WHAT YOU ARE ASKED TO DO
Without the pictures, print each of the records below exactly as it appears.

Stored data

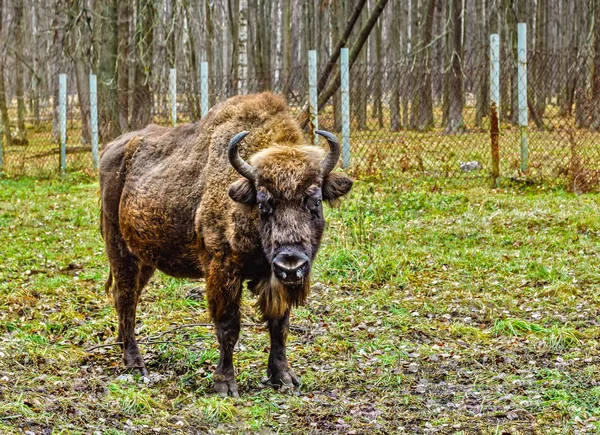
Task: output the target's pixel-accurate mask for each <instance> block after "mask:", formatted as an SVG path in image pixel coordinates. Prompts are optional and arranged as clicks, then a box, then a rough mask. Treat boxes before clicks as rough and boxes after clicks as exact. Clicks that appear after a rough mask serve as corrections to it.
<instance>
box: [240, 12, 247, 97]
mask: <svg viewBox="0 0 600 435" xmlns="http://www.w3.org/2000/svg"><path fill="white" fill-rule="evenodd" d="M239 23H240V24H239V29H240V33H239V57H238V71H239V72H238V93H240V94H247V93H248V0H240V9H239Z"/></svg>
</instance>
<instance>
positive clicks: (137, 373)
mask: <svg viewBox="0 0 600 435" xmlns="http://www.w3.org/2000/svg"><path fill="white" fill-rule="evenodd" d="M126 370H127V373H131V374H132V375H134V376H140V377H142V378H143V377H144V376H148V370H146V367H126Z"/></svg>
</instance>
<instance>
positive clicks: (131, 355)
mask: <svg viewBox="0 0 600 435" xmlns="http://www.w3.org/2000/svg"><path fill="white" fill-rule="evenodd" d="M123 363H124V364H125V370H127V372H128V373H131V374H132V375H140V376H148V370H146V364H144V359H143V358H142V356H141V355H140V353H139V351H138V352H137V353H134V352H132V353H125V355H123Z"/></svg>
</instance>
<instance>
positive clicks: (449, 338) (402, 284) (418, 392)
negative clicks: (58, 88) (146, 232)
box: [0, 174, 600, 434]
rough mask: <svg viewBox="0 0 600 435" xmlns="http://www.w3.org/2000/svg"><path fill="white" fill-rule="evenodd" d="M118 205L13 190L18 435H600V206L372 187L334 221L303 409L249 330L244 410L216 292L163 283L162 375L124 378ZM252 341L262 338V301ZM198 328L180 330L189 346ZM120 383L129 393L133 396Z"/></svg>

TASK SOLUTION
Task: output the target's pixel-accurate mask for each <instance> block after "mask:", formatted as an SVG path in image pixel coordinates. Prompts are optional and arranged as clicks, then a box, then a rough mask. Treat boxes before clicks as rough and boxes after clicks as exact. Clicks that appear after a rough mask serve as corrections to it.
<instance>
box: [240, 12, 247, 97]
mask: <svg viewBox="0 0 600 435" xmlns="http://www.w3.org/2000/svg"><path fill="white" fill-rule="evenodd" d="M239 23H240V24H239V29H240V33H239V57H238V71H239V72H238V93H240V94H247V93H248V0H240V9H239Z"/></svg>
</instance>
<instance>
positive clicks: (137, 373)
mask: <svg viewBox="0 0 600 435" xmlns="http://www.w3.org/2000/svg"><path fill="white" fill-rule="evenodd" d="M126 370H127V373H131V374H132V375H134V376H140V377H142V378H143V377H144V376H148V370H146V367H126Z"/></svg>
</instance>
<instance>
positive clicks: (131, 355)
mask: <svg viewBox="0 0 600 435" xmlns="http://www.w3.org/2000/svg"><path fill="white" fill-rule="evenodd" d="M123 363H124V364H125V370H127V372H128V373H131V374H132V375H140V376H148V370H146V364H144V359H143V358H142V356H141V355H140V353H139V351H138V352H137V353H134V352H132V353H125V355H123Z"/></svg>
</instance>
<instance>
positive clicks: (449, 338) (402, 284) (418, 392)
negative clicks: (58, 88) (146, 232)
box: [0, 174, 600, 434]
rough mask: <svg viewBox="0 0 600 435" xmlns="http://www.w3.org/2000/svg"><path fill="white" fill-rule="evenodd" d="M118 205L13 190L18 435H600V206L372 187L334 221L303 409L249 330L244 410L216 292L163 283L162 375L124 378ZM252 341L262 338V301ZM198 328L180 330L189 346ZM120 383L129 393L133 396Z"/></svg>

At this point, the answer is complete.